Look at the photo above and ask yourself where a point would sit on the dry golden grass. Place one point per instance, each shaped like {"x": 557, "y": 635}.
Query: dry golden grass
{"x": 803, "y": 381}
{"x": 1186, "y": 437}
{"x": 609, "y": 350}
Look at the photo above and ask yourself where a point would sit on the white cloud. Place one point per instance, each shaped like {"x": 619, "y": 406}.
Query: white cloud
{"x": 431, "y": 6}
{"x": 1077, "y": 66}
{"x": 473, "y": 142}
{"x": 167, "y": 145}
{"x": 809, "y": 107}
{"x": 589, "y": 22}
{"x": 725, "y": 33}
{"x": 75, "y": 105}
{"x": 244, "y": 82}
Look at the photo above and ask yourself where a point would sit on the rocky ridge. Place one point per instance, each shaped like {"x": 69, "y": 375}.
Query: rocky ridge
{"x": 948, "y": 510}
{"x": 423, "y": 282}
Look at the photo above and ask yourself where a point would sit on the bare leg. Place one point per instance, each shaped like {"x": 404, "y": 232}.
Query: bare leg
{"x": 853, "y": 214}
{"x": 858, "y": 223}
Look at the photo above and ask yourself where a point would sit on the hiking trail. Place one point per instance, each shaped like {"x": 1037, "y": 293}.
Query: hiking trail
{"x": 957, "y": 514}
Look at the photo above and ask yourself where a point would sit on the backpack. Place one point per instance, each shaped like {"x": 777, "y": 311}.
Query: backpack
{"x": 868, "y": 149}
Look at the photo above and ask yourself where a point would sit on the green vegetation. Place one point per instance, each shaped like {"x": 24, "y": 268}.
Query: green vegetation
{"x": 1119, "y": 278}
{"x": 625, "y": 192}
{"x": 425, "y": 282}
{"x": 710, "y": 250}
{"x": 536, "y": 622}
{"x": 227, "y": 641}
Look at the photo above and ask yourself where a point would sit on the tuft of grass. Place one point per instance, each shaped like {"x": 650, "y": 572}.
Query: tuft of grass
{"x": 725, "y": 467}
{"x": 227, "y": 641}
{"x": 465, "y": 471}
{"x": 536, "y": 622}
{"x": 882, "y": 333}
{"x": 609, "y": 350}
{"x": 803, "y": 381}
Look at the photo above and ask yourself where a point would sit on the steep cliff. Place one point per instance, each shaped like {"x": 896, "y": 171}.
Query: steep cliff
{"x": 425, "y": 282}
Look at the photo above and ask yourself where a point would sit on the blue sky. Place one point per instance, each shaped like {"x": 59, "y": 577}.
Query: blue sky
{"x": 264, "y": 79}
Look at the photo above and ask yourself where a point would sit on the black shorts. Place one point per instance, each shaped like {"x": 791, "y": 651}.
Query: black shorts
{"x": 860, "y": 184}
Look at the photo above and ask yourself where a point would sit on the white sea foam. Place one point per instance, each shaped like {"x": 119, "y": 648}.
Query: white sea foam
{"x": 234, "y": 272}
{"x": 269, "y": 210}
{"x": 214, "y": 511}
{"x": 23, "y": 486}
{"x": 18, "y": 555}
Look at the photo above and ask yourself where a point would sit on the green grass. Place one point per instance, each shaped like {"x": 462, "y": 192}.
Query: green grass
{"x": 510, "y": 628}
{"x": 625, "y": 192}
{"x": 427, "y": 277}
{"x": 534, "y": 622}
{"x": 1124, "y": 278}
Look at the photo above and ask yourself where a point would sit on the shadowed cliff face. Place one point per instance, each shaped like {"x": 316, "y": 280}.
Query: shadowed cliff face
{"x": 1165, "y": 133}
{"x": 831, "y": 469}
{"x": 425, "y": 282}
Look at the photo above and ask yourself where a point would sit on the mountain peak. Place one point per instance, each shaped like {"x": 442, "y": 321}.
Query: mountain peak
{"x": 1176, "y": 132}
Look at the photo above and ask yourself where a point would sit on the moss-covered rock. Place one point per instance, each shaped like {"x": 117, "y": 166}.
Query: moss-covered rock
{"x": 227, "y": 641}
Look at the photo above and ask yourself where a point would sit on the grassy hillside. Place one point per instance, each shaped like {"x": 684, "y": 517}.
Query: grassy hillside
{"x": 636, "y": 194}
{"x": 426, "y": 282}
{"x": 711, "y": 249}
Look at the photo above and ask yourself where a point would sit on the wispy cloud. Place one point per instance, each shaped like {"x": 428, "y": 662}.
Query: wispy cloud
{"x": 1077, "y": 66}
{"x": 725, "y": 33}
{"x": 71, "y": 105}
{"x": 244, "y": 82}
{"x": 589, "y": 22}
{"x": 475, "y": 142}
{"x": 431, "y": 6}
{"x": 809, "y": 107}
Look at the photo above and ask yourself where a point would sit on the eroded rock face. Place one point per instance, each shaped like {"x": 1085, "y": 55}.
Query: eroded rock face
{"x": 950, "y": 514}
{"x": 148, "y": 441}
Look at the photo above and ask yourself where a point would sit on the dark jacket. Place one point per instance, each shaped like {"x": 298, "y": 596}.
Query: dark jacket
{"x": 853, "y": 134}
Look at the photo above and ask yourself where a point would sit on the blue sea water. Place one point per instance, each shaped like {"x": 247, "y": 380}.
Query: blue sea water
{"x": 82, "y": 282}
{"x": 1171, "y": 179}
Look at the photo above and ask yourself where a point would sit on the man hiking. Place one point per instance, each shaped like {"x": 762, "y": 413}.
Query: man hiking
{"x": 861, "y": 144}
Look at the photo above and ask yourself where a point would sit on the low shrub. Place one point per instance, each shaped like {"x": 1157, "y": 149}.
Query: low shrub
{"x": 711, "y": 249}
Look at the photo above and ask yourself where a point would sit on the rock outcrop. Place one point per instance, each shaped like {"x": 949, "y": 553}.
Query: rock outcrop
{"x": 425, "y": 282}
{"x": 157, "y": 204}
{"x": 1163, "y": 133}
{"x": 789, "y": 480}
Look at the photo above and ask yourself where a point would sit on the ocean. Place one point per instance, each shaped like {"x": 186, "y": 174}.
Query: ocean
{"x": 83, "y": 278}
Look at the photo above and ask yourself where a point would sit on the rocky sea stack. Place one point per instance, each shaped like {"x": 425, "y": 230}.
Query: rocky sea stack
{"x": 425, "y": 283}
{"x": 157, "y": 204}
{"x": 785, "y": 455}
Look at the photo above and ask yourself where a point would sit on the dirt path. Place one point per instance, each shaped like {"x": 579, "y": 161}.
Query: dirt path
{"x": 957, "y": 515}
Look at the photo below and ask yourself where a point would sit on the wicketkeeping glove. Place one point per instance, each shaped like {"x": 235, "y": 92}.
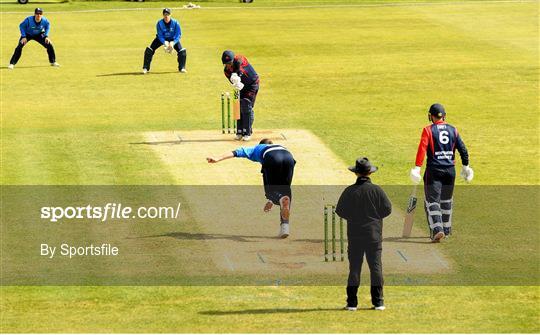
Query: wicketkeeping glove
{"x": 235, "y": 79}
{"x": 239, "y": 86}
{"x": 467, "y": 173}
{"x": 415, "y": 175}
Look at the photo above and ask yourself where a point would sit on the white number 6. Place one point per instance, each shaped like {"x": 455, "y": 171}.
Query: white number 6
{"x": 443, "y": 137}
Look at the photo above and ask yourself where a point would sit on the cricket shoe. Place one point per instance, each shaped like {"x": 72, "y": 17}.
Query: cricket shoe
{"x": 447, "y": 231}
{"x": 437, "y": 235}
{"x": 268, "y": 206}
{"x": 284, "y": 230}
{"x": 285, "y": 204}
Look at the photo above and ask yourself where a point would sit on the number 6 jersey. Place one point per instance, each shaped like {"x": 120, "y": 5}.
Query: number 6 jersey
{"x": 440, "y": 141}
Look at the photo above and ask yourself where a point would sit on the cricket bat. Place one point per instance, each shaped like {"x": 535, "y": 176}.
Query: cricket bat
{"x": 409, "y": 218}
{"x": 236, "y": 104}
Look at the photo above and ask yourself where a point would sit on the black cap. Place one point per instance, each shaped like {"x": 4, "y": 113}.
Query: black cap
{"x": 227, "y": 57}
{"x": 437, "y": 110}
{"x": 363, "y": 166}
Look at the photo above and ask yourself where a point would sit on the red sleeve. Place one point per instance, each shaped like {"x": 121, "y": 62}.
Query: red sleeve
{"x": 422, "y": 147}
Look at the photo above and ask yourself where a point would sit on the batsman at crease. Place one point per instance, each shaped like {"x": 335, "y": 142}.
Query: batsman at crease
{"x": 439, "y": 141}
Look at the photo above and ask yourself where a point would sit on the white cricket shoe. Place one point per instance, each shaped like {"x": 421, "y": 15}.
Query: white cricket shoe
{"x": 284, "y": 230}
{"x": 285, "y": 204}
{"x": 268, "y": 206}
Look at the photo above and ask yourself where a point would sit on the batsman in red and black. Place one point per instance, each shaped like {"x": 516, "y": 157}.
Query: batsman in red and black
{"x": 244, "y": 78}
{"x": 439, "y": 142}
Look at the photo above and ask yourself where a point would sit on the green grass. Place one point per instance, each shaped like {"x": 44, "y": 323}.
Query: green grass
{"x": 268, "y": 309}
{"x": 361, "y": 78}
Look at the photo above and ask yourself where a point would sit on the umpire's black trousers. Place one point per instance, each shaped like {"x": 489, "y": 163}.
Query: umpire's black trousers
{"x": 356, "y": 250}
{"x": 41, "y": 40}
{"x": 277, "y": 170}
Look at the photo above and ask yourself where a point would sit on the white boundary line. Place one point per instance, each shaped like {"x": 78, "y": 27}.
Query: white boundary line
{"x": 247, "y": 7}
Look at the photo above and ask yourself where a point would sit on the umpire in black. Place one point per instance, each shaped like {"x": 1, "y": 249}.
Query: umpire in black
{"x": 364, "y": 205}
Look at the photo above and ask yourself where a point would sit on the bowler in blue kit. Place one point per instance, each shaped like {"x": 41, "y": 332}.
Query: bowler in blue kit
{"x": 277, "y": 170}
..............................
Written request ▸ Reproduce, exactly and with nothing added, the lines from the one that includes "the batsman in" through the last line of the material.

Task solution ▸
Look at the photo above and ask yourself where a point would sit on the batsman in red and black. Place one point per instance, each shaped like {"x": 516, "y": 157}.
Query: batsman in red and black
{"x": 244, "y": 78}
{"x": 439, "y": 142}
Look at the photo above and ask yourself where a point would sit on the green grass. Place one point per instance, each shaped like {"x": 44, "y": 323}.
Query: green grass
{"x": 268, "y": 309}
{"x": 361, "y": 78}
Look at the photo above and ask yourself where a point would sit on the umpire's black trousers. Place one point per instance, each shaped like {"x": 489, "y": 163}.
Query: umpire's black trousers
{"x": 356, "y": 250}
{"x": 41, "y": 40}
{"x": 277, "y": 170}
Look at the photo above and ask yourself where a point would sit on the white boundary line. Place one point per instance, each shaped like {"x": 78, "y": 27}.
Query: white boundary line
{"x": 247, "y": 7}
Look at the photo above and ask yourself where a point would sit on the umpire in black. Place one point per instance, each shaped like {"x": 1, "y": 249}.
Query: umpire in black
{"x": 364, "y": 205}
Look at the photo above and ask yourself where a point would sit on the bowler in blue kit. Place one point per instance, each shaped like {"x": 41, "y": 332}.
Query: bowler in blue kit
{"x": 277, "y": 170}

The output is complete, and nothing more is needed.